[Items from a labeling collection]

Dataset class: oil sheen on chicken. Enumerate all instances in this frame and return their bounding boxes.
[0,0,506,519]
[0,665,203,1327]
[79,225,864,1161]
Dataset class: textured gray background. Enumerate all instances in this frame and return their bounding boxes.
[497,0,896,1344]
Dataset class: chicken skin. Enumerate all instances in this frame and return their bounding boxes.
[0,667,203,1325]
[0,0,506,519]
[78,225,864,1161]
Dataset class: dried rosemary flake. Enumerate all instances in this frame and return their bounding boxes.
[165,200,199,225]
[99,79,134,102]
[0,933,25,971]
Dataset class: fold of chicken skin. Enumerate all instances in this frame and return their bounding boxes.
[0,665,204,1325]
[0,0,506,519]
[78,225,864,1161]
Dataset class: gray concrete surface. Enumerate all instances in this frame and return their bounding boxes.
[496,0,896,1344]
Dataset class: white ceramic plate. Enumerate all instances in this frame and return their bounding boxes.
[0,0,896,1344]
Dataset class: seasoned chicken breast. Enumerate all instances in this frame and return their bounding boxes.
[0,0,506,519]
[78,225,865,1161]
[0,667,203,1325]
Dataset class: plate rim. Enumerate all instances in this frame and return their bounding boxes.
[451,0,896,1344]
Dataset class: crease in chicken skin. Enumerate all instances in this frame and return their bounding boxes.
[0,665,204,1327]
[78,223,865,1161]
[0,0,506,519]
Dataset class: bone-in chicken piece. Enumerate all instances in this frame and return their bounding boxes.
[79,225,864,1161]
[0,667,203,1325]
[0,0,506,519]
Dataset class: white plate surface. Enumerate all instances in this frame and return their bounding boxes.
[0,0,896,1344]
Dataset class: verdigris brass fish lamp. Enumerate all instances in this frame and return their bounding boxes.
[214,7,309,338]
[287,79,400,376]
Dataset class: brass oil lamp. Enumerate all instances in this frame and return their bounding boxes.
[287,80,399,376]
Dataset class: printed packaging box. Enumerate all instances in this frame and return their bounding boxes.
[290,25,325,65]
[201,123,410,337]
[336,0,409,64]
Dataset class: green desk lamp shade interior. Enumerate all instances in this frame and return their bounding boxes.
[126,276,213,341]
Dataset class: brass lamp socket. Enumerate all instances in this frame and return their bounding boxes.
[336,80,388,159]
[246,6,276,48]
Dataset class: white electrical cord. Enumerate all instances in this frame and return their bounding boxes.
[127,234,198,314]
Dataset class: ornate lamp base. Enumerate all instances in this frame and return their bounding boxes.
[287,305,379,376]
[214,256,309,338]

▶ EXERCISE GOAL
Put all of the rows above into a numbered list, leaving out any blank lines.

▶ ANSWER FOR THIS EXERCISE
1. Dataset class: oil sheen on chicken. Enumerate all instances in this frame and return their bounding boxes.
2. [0,0,506,519]
3. [0,665,203,1327]
4. [79,225,864,1161]
5. Dataset class: textured gray background. Enumerate all instances in this frame and return their bounding boxes.
6. [497,0,896,1344]
7. Dataset class: chicken skin. Enumerate all instances in this frame and return their bounding boxes.
8. [0,667,203,1325]
9. [0,0,506,519]
10. [78,225,864,1161]
11. Dataset class: dried rosemary flake. Enumerate all instances in this frame and return their bounding boxes.
12. [165,200,199,225]
13. [99,79,134,102]
14. [0,933,25,971]
15. Dataset class: fold of chicken skin. Enumerate all instances in this frame and return their bounding boxes.
16. [0,665,204,1325]
17. [0,0,506,519]
18. [78,225,864,1161]
19. Dataset class: gray concrete surface. Enumerate all instances in this frame and return their bounding boxes.
20. [496,0,896,1344]
21. Dataset class: white ceramic plate. Enumerate all instances in this frame and return their bounding boxes.
22. [0,0,896,1344]
23. Dataset class: seasoned chicken breast. Enumerate all instances in this frame and return their bounding boxes.
24. [0,0,506,519]
25. [78,225,865,1161]
26. [0,667,203,1325]
27. Dataset class: plate rim. Enumerate all instances in this frame and return their bounding boxes.
28. [451,0,896,1344]
29. Dataset class: crease in chicken skin. Enumerate all instances in this frame and return their bounding boxes.
30. [0,665,204,1327]
31. [78,223,865,1161]
32. [0,0,506,519]
33. Dataset class: bone-in chicken piece. Enumerate all instances in this frame and return their bounding boxes.
34. [79,225,864,1161]
35. [0,667,203,1325]
36. [0,0,506,519]
37. Dataset class: white plate surface. Enumerate all instances in this frame and return their bounding boxes.
38. [0,0,896,1344]
39. Dataset class: verdigris brass fish lamp. Enumerate all instances in this frame and return their bounding boxes.
40. [214,7,309,338]
41. [287,79,400,376]
42. Dataset class: brass oil lamp. Enumerate all instances in this frame and return their bounding boxes.
43. [287,80,399,376]
44. Dataset class: printed packaging box. Enumerate all instances in this frame and return their bounding boxes.
45. [290,25,325,65]
46. [201,123,410,337]
47. [336,0,409,64]
48. Dataset class: green desk lamp shade interior. Enumerate all instances in this frame and return their bounding boxes.
49. [126,276,213,341]
50. Dataset class: brass lamp socket. Enumerate all instances in this frame and return their bounding boxes.
51. [336,80,388,159]
52. [246,6,276,48]
53. Dataset class: white electrical cord. Enumerate all instances in this frame and return their bounding boxes.
54. [127,234,198,314]
55. Dataset class: ornate lamp base. Enumerate all instances in this frame and return their bounding boxes.
56. [287,305,379,376]
57. [214,256,309,338]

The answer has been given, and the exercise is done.